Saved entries

▬▬▬▬▬▬

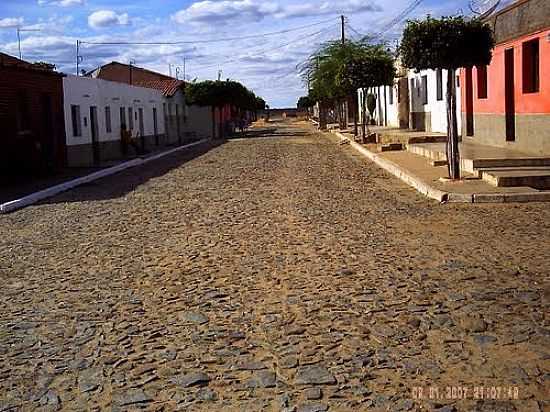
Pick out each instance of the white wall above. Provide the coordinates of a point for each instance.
(199, 121)
(382, 105)
(87, 92)
(437, 108)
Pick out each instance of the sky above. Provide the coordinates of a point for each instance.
(207, 30)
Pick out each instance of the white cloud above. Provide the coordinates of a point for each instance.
(314, 9)
(11, 22)
(223, 11)
(233, 11)
(106, 18)
(62, 3)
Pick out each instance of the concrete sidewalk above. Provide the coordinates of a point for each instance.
(35, 197)
(416, 171)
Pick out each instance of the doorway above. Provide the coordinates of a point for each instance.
(155, 126)
(49, 156)
(509, 99)
(469, 103)
(141, 128)
(94, 130)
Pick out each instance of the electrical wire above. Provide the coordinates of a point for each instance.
(271, 49)
(252, 36)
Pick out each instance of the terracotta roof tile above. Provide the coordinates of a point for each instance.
(167, 87)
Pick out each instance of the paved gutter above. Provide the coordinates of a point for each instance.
(62, 187)
(441, 195)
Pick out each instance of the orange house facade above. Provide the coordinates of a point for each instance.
(507, 103)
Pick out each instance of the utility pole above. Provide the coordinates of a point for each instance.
(77, 57)
(343, 18)
(184, 69)
(132, 62)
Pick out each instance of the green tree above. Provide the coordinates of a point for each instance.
(218, 94)
(375, 66)
(305, 102)
(337, 70)
(447, 43)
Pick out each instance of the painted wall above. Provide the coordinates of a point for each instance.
(431, 116)
(176, 116)
(199, 122)
(41, 93)
(86, 92)
(435, 111)
(526, 103)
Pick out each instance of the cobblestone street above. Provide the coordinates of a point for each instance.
(277, 273)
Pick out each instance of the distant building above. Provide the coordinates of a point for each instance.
(31, 117)
(507, 104)
(183, 123)
(415, 101)
(95, 112)
(126, 73)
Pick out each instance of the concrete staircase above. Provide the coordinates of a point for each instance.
(499, 167)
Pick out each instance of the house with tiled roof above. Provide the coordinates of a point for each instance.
(31, 117)
(183, 123)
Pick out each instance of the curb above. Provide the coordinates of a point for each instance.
(63, 187)
(440, 195)
(402, 174)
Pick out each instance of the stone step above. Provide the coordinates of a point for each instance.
(391, 147)
(515, 162)
(538, 178)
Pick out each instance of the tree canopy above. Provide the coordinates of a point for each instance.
(446, 43)
(337, 70)
(219, 93)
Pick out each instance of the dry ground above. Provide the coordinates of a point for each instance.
(279, 273)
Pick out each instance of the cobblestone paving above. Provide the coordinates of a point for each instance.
(281, 273)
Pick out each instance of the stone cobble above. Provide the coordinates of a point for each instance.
(276, 273)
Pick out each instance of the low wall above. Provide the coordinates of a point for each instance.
(532, 132)
(83, 155)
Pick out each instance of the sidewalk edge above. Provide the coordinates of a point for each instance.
(63, 187)
(442, 196)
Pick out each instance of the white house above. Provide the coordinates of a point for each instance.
(96, 110)
(415, 101)
(428, 102)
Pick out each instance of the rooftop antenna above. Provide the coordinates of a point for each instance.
(483, 8)
(19, 31)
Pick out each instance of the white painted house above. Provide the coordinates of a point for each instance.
(96, 110)
(417, 101)
(428, 102)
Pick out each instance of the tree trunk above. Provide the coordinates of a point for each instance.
(355, 113)
(322, 116)
(453, 156)
(364, 114)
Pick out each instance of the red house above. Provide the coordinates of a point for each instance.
(31, 117)
(507, 104)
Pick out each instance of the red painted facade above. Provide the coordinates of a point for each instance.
(525, 103)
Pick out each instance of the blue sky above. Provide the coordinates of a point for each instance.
(266, 64)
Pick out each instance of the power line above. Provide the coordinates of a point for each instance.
(252, 36)
(392, 23)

▬▬▬▬▬▬

--- What is required ---
A verbatim copy of the data, pictures removed, is the expected result.

--- Answer for this exercise ---
Pick out each instance of the white wall above. Provide the coordinates of a point for each instance.
(199, 121)
(382, 105)
(87, 92)
(437, 108)
Pick out each instance of the sky above. Provide the coordinates of a point for each instance.
(207, 30)
Pick out each instance of the white cloud above. Provide the coordinates of a point for each instance.
(314, 9)
(11, 22)
(223, 11)
(233, 11)
(106, 18)
(62, 3)
Pick out each instance of the concrete sidewalk above. Provide the coordinates of a point for each instance.
(35, 197)
(416, 171)
Pick out each instance of the doorway above. Provide the coordinates of a point for each instance.
(155, 126)
(49, 156)
(509, 99)
(469, 103)
(141, 128)
(94, 130)
Pick out each instance of the electrical wire above. Provide the coordinates of a point for each instance.
(271, 49)
(252, 36)
Pick out each instance of the terracotta roof tile above. Provide the coordinates of a point for each instance.
(167, 87)
Pick out each instance of the paved gutter above. Provide the coordinates of a point for each instance.
(62, 187)
(441, 195)
Pick out each instance of the orange house facade above. Provide the coordinates of a point for each instance.
(507, 103)
Pick out each instance of the utility pole above. Provide the coordinates of a point for each instance.
(77, 57)
(343, 18)
(184, 69)
(132, 62)
Pick out each instance of the green tree above. Provide the coordinates of a point for each instance.
(218, 94)
(375, 66)
(305, 102)
(337, 70)
(447, 43)
Pick out each instance of the painted wall above. Provide the coordinates of a point for each instance.
(431, 116)
(176, 116)
(199, 122)
(41, 93)
(86, 92)
(435, 111)
(526, 103)
Pick out each instance of the cobblestone street above. Provide the coordinates of a point for each instance.
(277, 273)
Pick out each instance of the distant building above. Provide the coordinates of a point for each instance.
(31, 117)
(507, 104)
(183, 123)
(415, 101)
(95, 112)
(126, 73)
Pick out each instance of the concrete staircase above. Provide the coordinates of a point for each instance.
(499, 167)
Pick out each instance of the house with tiled roof above. Provide the coordinates of a point for each instance.
(31, 117)
(183, 123)
Pick out each instance of the curb above. Provide the coordinates of a point for each instance.
(63, 187)
(440, 195)
(402, 174)
Pick out each instance of the stone step above. Provide the coordinates of a point for each instance.
(391, 147)
(515, 162)
(538, 178)
Pick out each instance of the tree canopy above. Provide the coordinates of a point for each instance.
(446, 43)
(337, 70)
(219, 93)
Pick out each instance of the dry ground above. Provide the coordinates of a point for each instance.
(279, 273)
Pick out each instance of the cobblestone paving above. Provide the coordinates of a point for each instance.
(281, 273)
Pick out each instance of the stone cobble above. Provide the coordinates of a point for each instance.
(276, 273)
Pick out each instance of the low wall above. Provide the coordinates of a point for each instance.
(532, 132)
(83, 155)
Pick out each instance of the sidewalk edge above. Provide the coordinates of a point for each instance.
(63, 187)
(442, 196)
Pick out each instance of the white house above. Provide the coordinates of a point for each instance.
(96, 110)
(415, 101)
(428, 102)
Pick out each instance of the rooftop antenna above. Provide the coordinates of a point for each instance.
(483, 8)
(19, 31)
Pick out each instance of the white painted house above. Provide the coordinates of a point for each instance.
(96, 110)
(417, 101)
(428, 102)
Pick out each instance of the tree trunk above. Provide the coordinates of a point for each instance.
(355, 113)
(322, 116)
(453, 156)
(364, 114)
Pick out each instance of the red house above. Provide the coordinates of a point for each instance.
(31, 117)
(507, 104)
Pick out each instance of the red painted facade above. Provide the coordinates of a point for each instance.
(525, 103)
Pick out each instance of the blue sky above. Provide the coordinates of a point for each instance.
(266, 64)
Pick out each instance of the power line above. Provide the coordinates of a point for each instance.
(252, 36)
(392, 23)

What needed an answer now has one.